▸ SET EXERCISE: List every line of the records that contains the word "with". Case counts.

▸ RECORDS FOR THIS EXERCISE:
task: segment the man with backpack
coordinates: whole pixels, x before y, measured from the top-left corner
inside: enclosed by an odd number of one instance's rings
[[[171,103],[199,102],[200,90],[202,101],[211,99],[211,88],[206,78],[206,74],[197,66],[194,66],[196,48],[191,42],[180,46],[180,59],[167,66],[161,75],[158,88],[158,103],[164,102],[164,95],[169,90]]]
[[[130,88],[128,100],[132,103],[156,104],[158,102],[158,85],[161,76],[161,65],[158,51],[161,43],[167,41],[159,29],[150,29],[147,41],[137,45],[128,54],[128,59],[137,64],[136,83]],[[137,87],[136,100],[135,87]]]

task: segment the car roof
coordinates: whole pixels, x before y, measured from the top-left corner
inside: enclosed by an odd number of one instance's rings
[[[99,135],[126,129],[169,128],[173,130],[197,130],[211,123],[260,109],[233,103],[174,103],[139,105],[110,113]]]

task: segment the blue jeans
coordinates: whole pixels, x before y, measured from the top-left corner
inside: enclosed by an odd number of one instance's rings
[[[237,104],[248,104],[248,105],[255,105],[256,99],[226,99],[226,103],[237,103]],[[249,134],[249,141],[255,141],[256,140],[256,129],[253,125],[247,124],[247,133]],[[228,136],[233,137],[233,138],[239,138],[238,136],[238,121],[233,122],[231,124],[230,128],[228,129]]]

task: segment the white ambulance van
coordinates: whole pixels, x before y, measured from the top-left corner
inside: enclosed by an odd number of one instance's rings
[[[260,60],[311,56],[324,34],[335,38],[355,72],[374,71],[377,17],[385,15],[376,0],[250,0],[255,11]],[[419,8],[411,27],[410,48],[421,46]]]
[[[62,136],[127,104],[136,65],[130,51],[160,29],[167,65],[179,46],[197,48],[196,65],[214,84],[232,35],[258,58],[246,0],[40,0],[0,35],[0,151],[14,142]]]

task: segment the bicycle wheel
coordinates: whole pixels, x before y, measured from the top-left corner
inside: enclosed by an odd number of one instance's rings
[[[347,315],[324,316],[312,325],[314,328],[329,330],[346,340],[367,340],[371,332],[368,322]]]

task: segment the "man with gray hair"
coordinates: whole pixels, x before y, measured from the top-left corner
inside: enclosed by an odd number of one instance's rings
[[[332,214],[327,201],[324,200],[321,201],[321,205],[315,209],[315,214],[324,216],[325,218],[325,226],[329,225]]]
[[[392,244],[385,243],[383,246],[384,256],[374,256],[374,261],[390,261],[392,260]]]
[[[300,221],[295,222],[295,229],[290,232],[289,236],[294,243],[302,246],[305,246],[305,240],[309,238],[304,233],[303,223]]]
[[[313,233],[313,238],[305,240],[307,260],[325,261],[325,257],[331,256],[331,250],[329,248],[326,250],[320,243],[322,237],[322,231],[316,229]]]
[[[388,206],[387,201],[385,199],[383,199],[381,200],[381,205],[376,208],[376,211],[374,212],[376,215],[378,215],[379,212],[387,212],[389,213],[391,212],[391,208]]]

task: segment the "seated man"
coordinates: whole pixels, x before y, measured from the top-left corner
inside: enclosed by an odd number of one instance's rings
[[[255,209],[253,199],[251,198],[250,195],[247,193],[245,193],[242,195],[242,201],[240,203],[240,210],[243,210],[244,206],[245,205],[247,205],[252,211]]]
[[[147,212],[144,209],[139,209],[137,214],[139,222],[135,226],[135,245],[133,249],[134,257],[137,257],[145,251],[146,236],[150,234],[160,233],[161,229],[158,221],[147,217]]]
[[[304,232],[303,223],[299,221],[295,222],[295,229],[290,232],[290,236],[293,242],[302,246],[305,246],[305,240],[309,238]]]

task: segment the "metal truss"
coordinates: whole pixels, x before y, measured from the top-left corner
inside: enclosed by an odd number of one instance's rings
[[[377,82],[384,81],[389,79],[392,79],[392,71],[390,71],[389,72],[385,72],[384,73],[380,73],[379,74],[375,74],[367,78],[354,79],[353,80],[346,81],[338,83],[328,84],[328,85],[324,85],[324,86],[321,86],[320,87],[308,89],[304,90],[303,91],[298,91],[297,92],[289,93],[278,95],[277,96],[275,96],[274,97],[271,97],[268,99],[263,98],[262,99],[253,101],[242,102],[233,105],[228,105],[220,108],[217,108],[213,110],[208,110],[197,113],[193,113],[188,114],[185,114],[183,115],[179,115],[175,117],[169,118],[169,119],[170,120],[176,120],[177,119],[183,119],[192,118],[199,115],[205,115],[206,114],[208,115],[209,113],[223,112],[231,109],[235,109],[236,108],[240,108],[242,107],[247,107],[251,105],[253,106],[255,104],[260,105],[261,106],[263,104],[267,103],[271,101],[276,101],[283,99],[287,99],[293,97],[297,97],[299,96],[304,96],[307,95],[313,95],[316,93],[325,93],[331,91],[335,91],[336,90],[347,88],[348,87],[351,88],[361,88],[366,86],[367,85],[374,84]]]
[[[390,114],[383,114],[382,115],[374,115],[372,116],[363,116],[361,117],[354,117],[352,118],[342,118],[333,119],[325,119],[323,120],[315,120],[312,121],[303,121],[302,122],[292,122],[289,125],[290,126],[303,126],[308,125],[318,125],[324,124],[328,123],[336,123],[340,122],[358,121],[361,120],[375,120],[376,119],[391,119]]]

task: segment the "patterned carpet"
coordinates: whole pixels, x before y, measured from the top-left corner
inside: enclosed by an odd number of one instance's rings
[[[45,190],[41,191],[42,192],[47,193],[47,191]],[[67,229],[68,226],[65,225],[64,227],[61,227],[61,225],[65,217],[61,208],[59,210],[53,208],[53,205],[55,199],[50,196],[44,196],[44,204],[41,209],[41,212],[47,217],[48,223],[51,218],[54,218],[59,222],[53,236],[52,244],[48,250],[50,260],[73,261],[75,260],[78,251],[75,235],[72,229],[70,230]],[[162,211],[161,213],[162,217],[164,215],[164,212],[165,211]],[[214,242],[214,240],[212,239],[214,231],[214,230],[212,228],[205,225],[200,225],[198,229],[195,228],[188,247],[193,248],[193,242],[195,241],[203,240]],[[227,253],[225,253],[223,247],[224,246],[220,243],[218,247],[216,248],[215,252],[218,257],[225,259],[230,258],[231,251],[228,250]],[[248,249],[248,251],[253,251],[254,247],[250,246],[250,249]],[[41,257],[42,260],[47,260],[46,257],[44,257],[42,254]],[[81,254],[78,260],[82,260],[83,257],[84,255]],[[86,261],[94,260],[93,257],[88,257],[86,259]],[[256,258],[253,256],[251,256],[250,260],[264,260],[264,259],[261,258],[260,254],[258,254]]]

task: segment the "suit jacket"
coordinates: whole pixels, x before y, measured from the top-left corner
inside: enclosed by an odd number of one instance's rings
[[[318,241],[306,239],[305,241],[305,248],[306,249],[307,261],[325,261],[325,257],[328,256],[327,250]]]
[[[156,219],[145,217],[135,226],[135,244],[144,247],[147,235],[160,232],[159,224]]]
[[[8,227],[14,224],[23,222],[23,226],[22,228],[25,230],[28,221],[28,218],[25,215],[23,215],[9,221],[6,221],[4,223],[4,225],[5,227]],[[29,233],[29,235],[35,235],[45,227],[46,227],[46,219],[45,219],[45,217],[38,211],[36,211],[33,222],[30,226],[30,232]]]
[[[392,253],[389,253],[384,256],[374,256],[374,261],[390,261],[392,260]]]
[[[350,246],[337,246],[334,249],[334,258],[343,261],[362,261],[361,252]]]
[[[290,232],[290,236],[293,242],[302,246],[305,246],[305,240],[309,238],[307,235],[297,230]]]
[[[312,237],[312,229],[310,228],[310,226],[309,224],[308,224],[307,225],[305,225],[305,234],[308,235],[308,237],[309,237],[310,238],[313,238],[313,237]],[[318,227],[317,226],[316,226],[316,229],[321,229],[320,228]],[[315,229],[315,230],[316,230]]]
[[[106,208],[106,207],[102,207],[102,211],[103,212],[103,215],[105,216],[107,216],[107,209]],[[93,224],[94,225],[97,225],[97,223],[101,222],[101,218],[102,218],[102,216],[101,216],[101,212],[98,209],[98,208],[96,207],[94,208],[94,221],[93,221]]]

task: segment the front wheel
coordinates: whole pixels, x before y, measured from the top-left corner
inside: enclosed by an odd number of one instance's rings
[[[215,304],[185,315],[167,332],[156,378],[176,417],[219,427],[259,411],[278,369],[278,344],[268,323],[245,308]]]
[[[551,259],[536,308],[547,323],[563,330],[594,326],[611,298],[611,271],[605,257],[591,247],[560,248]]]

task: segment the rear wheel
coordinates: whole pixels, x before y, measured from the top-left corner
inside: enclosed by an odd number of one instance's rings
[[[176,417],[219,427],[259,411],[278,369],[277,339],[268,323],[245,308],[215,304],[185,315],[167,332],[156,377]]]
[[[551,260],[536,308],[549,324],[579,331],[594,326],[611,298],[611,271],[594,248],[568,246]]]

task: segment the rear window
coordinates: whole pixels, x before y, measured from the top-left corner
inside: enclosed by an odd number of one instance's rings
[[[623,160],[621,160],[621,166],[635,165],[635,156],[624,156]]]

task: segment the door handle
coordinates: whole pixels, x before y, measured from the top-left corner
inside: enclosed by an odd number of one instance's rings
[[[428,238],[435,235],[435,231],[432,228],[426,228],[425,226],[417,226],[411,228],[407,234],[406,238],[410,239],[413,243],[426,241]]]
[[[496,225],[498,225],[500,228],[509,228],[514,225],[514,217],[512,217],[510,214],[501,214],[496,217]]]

▸ THE REPLY:
task: segment the man with backpack
task: segment the "man with gray hair"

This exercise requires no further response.